BEGIN PROVIDED DATA

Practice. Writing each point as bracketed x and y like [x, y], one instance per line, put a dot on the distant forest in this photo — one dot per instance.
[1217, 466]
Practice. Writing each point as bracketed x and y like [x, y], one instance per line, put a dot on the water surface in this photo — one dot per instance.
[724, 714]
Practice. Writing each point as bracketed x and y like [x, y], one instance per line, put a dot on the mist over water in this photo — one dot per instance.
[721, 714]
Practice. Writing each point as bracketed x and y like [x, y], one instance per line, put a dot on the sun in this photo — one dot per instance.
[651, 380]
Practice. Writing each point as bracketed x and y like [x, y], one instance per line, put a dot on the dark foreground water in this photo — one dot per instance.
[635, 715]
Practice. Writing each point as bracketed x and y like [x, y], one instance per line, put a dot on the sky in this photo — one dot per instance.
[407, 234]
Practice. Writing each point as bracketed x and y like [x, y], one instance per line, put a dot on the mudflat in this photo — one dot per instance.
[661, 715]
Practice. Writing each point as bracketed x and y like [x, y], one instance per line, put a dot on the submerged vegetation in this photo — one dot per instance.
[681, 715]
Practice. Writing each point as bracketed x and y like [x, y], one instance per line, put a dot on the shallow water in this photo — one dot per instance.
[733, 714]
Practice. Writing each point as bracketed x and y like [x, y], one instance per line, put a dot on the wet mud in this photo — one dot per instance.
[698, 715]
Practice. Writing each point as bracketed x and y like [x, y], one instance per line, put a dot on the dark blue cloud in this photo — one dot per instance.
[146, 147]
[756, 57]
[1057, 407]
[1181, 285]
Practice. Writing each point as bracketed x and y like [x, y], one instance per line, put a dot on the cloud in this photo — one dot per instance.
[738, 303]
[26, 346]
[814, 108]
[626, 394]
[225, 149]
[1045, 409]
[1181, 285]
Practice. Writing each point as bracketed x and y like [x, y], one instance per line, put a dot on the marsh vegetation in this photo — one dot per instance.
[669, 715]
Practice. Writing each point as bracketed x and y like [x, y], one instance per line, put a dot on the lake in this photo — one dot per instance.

END PROVIDED DATA
BEGIN PROVIDED DATA

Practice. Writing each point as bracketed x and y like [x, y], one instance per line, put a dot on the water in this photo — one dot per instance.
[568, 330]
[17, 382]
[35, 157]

END PROVIDED DATA

YOUR GOAL =>
Return, unchanged, the run of lines above that opens with the line containing "on the cloud" and closes with the line containing "on the lake". Include both.

EXERCISE SOLUTION =>
Practice. Writing each point as bracketed x and y like [x, y], one instance per line, put a dot on the cloud in this photo — one dot per instance.
[738, 303]
[26, 346]
[814, 108]
[626, 394]
[225, 149]
[1045, 409]
[1181, 285]
Practice. Writing each point as bracketed x and y like [x, y], one instance per line, put a dot on the marsh vegetation in this photo — one dot per instance.
[669, 715]
Practice. Writing each point as bracketed x and y like [x, y], one instance per line, put a dot on the lake in this photo — one dot per instance.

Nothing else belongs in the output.